RECORDS FOR THE TASK

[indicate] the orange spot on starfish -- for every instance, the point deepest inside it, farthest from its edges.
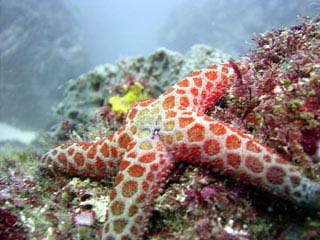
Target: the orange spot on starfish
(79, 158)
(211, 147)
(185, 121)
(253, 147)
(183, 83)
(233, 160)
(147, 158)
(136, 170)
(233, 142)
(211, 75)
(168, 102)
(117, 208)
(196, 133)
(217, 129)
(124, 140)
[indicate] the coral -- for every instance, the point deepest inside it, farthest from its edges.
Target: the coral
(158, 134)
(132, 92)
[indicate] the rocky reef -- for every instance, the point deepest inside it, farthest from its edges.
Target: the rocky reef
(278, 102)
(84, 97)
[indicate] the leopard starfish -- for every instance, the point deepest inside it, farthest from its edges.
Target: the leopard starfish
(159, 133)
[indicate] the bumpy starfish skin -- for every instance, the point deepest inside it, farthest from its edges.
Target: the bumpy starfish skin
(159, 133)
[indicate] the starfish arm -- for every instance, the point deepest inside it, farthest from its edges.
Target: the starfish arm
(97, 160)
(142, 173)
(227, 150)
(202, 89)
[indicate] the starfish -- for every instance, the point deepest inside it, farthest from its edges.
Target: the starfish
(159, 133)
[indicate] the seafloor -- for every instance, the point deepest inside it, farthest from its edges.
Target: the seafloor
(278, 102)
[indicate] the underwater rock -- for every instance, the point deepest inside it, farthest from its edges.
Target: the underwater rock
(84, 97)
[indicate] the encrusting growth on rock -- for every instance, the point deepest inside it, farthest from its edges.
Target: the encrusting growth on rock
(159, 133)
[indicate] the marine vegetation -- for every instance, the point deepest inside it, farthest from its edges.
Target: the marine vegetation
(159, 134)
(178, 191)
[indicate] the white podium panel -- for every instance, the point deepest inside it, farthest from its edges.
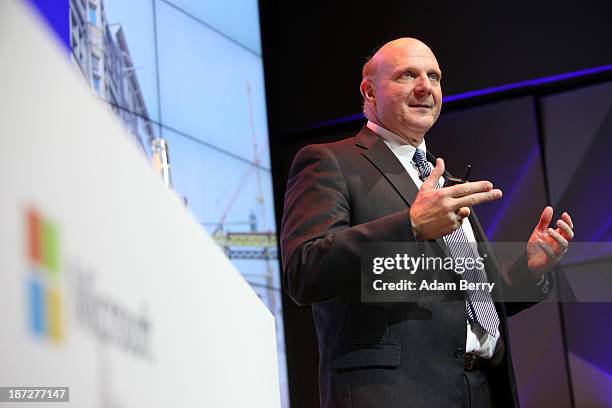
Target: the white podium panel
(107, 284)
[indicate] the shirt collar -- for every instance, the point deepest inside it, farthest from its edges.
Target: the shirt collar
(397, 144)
--
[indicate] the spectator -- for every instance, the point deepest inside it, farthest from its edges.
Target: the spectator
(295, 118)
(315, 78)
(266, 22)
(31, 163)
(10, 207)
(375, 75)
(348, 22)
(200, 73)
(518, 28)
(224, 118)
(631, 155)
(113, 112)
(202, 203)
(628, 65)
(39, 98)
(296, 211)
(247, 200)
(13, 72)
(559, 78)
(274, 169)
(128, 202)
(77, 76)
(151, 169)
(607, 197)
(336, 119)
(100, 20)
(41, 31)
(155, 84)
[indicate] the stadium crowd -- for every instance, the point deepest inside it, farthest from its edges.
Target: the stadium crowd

PROBLEM
Only those lines of the entries above that run from the line containing "[indicate] the rocky" to the line containing "[indicate] the white", both included, should be transcribed exactly.

WRITTEN REPLY
[indicate] the rocky reef -- for every instance, the point deepest inside it, farthest from its edges.
Target: the rocky reef
(278, 102)
(84, 97)
[indicate] the leopard starfish -- for every instance, the point deepest inside it, farthest from its edges.
Target: the leopard starfish
(159, 133)
[indicate] the bumpy starfish skin -- for every instance, the point deepest inside it, farthest from its edges.
Target: the bumpy starfish skin
(159, 133)
[indicate] the starfish arm -- for every instance, the point deepest inside it, farthest from its edges.
Target: the starfish arm
(97, 160)
(142, 173)
(227, 150)
(202, 89)
[indicate] the starfish -- for every instance, the point deepest inside it, farthest from its edges.
Target: the starfish
(159, 133)
[indicate] the seafloor -- for every instance, the point deepest inside it, farthest from its edges.
Target: the seafloor
(278, 102)
[indicate] the underwater rock -- for every instance, the point deepest inside it, farthest from its edges.
Target: the underwater rock
(84, 97)
[indicate] the encrusting growth on rock -- for every instance, the point deepest inside it, farthest from its edges.
Target: the encrusting growth on rock
(159, 133)
[indicate] the marine vegetation -- for every instance, the point deepest inside it, farthest from its edges.
Target: the marine vegetation
(159, 134)
(178, 191)
[indicate] the white podium panel -- for every instance, the point deepest inside it, farthest from its edges.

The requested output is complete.